> PROBLEM DETAILS:
Pull out every line of the records below that contains the string "sepia", treating uppercase and lowercase letters as distinct.

> RECORDS FOR THE EXERCISE:
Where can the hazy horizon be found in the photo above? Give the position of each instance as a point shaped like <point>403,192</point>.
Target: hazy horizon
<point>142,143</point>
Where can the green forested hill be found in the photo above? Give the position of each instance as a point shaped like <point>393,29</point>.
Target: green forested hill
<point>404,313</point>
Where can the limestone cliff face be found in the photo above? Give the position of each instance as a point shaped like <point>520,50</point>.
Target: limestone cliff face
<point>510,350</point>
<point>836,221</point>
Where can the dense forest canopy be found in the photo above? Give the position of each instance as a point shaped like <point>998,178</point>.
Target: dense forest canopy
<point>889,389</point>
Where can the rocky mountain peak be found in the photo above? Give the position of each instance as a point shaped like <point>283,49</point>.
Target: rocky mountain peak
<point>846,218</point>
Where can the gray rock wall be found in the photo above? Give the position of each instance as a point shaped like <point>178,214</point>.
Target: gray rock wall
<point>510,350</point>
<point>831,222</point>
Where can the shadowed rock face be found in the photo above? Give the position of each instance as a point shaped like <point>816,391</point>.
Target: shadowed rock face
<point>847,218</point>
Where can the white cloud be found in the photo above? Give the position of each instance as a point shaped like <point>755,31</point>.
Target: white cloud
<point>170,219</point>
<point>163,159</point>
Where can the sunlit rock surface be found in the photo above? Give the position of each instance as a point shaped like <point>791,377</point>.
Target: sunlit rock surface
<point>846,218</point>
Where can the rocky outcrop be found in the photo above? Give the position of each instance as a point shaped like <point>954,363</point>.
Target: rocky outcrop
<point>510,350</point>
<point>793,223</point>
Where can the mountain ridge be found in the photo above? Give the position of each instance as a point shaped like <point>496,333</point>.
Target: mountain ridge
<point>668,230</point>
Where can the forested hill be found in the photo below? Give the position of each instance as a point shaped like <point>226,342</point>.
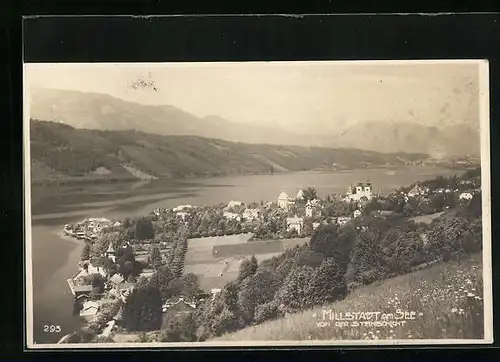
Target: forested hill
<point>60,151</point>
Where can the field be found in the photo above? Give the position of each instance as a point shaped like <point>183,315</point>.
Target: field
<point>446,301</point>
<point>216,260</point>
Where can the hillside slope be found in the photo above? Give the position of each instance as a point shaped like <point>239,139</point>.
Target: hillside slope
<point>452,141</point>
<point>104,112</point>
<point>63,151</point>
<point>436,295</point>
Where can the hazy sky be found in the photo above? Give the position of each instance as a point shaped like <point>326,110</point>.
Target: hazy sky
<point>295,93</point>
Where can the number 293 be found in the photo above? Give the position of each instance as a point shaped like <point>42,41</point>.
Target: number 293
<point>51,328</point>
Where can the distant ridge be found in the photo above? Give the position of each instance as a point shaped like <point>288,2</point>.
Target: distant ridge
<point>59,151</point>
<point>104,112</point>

--

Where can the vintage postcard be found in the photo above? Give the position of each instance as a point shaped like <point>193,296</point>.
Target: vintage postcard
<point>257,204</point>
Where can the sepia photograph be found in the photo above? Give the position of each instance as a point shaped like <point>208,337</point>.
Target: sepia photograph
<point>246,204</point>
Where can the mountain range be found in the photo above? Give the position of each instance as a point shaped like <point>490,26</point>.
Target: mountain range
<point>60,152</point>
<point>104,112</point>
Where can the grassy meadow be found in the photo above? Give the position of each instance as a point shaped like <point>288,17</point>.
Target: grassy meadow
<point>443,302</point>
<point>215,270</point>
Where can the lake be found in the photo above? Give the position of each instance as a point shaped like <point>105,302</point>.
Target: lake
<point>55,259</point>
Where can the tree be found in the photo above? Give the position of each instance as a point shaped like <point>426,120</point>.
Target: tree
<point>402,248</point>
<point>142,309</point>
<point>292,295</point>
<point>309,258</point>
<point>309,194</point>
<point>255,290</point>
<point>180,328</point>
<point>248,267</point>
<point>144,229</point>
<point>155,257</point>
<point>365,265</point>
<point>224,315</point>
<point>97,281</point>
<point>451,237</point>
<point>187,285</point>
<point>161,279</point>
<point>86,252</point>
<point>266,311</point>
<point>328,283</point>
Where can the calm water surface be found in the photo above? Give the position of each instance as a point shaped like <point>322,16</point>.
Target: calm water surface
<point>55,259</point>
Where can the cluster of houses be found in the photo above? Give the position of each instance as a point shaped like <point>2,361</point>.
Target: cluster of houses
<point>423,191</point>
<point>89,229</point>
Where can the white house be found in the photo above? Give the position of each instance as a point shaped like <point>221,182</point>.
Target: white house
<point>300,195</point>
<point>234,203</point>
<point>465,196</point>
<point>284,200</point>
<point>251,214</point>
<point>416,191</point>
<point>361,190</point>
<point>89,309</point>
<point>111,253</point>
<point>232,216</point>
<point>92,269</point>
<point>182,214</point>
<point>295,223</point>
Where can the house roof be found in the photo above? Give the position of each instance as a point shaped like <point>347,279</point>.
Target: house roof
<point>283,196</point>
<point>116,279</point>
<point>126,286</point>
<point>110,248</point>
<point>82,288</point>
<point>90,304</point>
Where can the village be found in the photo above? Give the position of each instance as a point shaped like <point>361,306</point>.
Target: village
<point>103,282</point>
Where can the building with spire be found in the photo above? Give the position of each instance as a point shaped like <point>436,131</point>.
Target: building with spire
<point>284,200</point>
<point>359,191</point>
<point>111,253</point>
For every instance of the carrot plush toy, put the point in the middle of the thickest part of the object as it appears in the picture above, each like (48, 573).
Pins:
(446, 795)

==

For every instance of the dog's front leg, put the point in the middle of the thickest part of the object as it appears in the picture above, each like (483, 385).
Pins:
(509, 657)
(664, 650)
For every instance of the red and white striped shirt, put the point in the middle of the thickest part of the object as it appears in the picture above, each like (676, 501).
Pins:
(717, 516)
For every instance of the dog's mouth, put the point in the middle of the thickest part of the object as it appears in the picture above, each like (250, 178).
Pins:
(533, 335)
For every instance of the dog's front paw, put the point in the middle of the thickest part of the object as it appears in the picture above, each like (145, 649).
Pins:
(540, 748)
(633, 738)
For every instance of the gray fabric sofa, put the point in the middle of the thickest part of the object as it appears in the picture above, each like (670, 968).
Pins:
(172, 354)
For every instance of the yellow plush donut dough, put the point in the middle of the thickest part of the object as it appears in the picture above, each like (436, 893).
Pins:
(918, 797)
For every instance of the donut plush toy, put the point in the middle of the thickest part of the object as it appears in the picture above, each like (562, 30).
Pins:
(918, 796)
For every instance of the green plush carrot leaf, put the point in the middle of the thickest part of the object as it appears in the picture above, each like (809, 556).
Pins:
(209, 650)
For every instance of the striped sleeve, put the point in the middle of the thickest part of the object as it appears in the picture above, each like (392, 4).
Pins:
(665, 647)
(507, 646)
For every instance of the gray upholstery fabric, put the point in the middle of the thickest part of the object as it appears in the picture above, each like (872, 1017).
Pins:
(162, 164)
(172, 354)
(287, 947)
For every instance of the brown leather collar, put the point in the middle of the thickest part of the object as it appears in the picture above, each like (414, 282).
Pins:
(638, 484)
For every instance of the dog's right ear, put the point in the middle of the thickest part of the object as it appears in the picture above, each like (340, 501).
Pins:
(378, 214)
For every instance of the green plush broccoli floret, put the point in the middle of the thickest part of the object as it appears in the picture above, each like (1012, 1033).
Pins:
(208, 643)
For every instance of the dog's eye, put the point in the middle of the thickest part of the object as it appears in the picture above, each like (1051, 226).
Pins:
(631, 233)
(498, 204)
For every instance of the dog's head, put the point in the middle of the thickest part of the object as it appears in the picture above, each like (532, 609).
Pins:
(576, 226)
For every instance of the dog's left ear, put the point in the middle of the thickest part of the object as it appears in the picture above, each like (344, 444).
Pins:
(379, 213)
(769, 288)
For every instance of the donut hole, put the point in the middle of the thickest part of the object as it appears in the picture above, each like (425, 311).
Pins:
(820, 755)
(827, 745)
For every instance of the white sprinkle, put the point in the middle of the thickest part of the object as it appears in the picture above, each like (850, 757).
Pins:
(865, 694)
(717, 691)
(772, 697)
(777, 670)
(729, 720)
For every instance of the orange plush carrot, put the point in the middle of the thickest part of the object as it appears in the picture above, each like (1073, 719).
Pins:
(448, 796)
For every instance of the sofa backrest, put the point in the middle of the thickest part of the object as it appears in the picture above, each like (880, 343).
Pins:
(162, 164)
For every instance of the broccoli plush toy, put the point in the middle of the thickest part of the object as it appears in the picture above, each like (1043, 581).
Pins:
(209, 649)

> THE OUTPUT:
Where can the sepia photograph be found in the photo above? Give the position of each instance as a point shaped like <point>208,337</point>.
Target: sepia photograph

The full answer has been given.